EXERCISE DESCRIPTION: Search the data below for the string "abdomen" and copy all lines where it shows up.

STORED DATA:
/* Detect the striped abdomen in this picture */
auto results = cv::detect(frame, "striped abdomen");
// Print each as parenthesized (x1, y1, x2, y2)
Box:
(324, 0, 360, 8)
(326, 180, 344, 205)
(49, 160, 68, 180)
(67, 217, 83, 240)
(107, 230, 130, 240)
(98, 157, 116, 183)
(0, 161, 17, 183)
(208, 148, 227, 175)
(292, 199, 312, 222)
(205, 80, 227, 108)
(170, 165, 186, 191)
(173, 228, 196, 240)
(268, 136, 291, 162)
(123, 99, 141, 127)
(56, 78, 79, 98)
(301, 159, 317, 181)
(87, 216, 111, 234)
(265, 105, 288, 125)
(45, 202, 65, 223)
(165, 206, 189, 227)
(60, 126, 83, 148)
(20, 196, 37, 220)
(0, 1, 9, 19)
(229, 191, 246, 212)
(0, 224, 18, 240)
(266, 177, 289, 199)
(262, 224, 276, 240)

TASK OUTPUT:
/* Detect the striped abdomen in this picture */
auto results = cv::detect(frame, "striped abdomen");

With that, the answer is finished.